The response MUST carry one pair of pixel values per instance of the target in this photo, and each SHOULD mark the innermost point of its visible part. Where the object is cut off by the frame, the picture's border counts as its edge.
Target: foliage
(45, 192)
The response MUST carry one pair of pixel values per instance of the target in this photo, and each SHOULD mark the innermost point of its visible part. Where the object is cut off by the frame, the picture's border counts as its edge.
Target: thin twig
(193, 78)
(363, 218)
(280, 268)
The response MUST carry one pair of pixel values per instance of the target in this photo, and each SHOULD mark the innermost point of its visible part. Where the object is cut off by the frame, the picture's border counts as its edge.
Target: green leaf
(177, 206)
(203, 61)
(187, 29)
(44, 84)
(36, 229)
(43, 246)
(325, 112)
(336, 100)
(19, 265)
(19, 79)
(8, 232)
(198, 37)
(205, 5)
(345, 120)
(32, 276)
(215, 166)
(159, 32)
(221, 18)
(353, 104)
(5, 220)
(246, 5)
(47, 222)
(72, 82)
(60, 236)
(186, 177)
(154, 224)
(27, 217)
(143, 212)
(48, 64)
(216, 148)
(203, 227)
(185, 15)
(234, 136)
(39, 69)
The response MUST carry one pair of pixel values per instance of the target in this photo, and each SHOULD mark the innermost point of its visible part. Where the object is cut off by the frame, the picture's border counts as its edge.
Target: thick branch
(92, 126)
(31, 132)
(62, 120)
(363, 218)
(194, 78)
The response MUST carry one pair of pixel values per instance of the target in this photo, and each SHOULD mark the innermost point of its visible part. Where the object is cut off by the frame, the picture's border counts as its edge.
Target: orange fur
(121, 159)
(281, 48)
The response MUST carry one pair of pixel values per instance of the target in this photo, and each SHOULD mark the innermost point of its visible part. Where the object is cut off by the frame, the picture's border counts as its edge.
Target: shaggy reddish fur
◇ ◇ ◇
Your job is to reproduce the listing exactly.

The response MUST carry one pair of pixel values per instance of the target in this photo, and each SHOULD mark the innermost point of its visible part. Where the object is cut off by the frame, the picture's border counts as its edge.
Target: foliage
(45, 192)
The response MUST carry one pair of pixel values per instance of the target in this photo, and each SHOULD mark the innermost point of its visible part. Where the object is cut off by the frame, the picture's border counts as its edge.
Target: thin twig
(193, 78)
(363, 218)
(280, 268)
The response MUST carry one pair of pixel values per instance of the target in this photo, and each SHOULD mark the innermost point of its visible part. Where the object is cut off by the frame, the picture's border counts as its edge.
Target: green leaf
(177, 206)
(203, 61)
(187, 29)
(44, 84)
(36, 229)
(43, 246)
(325, 112)
(336, 100)
(19, 265)
(19, 79)
(8, 232)
(198, 37)
(205, 5)
(345, 120)
(32, 276)
(215, 166)
(159, 32)
(221, 18)
(353, 104)
(5, 220)
(246, 5)
(47, 222)
(72, 82)
(60, 236)
(186, 177)
(154, 224)
(27, 217)
(143, 212)
(48, 64)
(216, 148)
(203, 227)
(185, 15)
(234, 136)
(39, 69)
The response MUST carry one pair of pixel values per instance of the target in this photo, and each SHOULD mark the innermost point of its visible part. Where the object is cut off by the frame, the picture's border counts as its edge.
Target: thick branch
(92, 126)
(31, 132)
(62, 120)
(363, 218)
(194, 78)
The response MUST carry one pair of pixel values per instance of the target in this photo, and each SHOULD mark the innermost point of its visible part. Where the object is cut off by the frame, the picture's border counts as its edge.
Target: orange fur
(121, 159)
(281, 48)
The response MUST carry one pair of pixel values per instance of the target in this photo, and each SHOULD mark the innermost point of its visible part. Where the object is cut off by the frame, the picture's border counts as its edge.
Target: shaggy reddish fur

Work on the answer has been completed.